■ STATED TASK A
According to the song page below, on what date was "Lips Don't Lie" released as a single?

■ EXCERPTED PASSAGE
Single by Ally Brooke featuring A Boogie wit da Hoodie
- Released: May 24, 2019
- Recorded: October 29, 2018–May 2019
- Genre: R&B;
- Length: 2:46
- Label: Atlantic; Latium;
- Songwriters: Artist Dubose; Oscar Görres; Allyson Brooke Hernandez; Elof Loelv; Madison Love;
- Producers: Elof Loelv; Oscar Görres;

Ally Brooke singles chronology
| "Low Key" (2019) | "Lips Don't Lie" (2019) | "Higher" (2019) |

A Boogie wit da Hoodie singles chronology
| "HML" (2018) | "Lips Don't Lie" (2019) | "Young Grizzly World" (2019) |

Music video
- "Lips Don't Lie" on YouTube

= Lips Don't Lie =

"Lips Don't Lie" is a song by American singer Ally Brooke, featuring American rapper A Boogie wit da Hoodie. The single was released on May 24, 2019, through labels Atlantic Records and Latium Entertainment as the then-second single for Brooke's upcoming debut solo album. The song was written by the artists alongside Oscar Görres, Elof Loelv, and Madison Love, and produced by Loelv and Görres.

■ STATED TASK B
Please locate every line of the listing that contains the word "foliage" and copy each one.

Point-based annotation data
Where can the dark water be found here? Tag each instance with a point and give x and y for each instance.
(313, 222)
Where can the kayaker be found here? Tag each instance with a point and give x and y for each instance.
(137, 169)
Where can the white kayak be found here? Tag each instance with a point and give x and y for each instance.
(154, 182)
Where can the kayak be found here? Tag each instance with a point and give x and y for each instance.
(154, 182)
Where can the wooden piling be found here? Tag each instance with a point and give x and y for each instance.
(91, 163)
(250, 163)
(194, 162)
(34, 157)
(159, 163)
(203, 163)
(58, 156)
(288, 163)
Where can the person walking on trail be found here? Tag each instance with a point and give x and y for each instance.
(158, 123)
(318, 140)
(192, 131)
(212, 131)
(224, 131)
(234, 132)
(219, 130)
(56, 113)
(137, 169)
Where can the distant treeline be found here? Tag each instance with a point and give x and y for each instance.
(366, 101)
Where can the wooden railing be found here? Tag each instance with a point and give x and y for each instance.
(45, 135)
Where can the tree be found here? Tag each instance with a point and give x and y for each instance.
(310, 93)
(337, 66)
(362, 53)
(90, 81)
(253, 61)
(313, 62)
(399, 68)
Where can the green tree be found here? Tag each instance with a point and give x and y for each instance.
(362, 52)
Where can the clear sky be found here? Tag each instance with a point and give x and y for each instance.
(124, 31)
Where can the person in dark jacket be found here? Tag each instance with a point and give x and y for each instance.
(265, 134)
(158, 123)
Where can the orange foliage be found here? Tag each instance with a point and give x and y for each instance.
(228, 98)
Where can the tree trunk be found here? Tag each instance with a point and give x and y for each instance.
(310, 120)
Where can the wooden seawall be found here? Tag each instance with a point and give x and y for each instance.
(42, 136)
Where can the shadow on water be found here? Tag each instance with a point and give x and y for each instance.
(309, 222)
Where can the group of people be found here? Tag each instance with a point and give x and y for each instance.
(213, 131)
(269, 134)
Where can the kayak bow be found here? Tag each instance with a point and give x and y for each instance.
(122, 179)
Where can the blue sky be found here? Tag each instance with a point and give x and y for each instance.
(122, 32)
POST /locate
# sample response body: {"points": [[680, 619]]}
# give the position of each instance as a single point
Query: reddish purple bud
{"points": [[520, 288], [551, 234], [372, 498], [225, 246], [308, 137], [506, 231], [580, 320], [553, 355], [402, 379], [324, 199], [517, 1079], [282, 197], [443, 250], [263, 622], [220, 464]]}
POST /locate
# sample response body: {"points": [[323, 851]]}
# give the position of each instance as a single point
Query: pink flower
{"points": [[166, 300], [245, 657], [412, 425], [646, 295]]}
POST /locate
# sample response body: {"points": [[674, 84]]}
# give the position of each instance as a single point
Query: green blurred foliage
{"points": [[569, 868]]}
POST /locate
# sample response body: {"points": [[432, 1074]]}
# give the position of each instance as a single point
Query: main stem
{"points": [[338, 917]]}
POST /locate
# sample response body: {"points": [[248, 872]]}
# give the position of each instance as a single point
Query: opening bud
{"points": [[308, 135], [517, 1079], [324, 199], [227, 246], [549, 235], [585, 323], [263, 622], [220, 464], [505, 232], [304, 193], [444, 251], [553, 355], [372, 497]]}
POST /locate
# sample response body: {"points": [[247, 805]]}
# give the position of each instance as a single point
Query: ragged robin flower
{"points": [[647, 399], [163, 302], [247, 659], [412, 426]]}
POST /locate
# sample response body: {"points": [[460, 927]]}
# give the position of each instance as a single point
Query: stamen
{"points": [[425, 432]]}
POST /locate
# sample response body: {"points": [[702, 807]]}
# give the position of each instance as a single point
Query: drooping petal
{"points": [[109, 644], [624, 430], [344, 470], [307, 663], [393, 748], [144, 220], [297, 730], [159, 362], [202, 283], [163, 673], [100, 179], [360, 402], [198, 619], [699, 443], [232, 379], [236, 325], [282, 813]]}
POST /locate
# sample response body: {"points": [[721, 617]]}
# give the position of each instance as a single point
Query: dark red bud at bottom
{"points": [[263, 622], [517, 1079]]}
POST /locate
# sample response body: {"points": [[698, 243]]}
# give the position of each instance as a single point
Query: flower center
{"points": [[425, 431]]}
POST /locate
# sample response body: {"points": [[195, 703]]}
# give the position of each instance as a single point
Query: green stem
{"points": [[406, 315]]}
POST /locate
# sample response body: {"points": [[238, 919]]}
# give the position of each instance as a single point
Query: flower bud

■ FULL OUTPUT A
May 24, 2019

■ FULL OUTPUT B
Where can the orange foliage be found here? Tag each instance with a point and give x and y for each instance.
Query: green blurred foliage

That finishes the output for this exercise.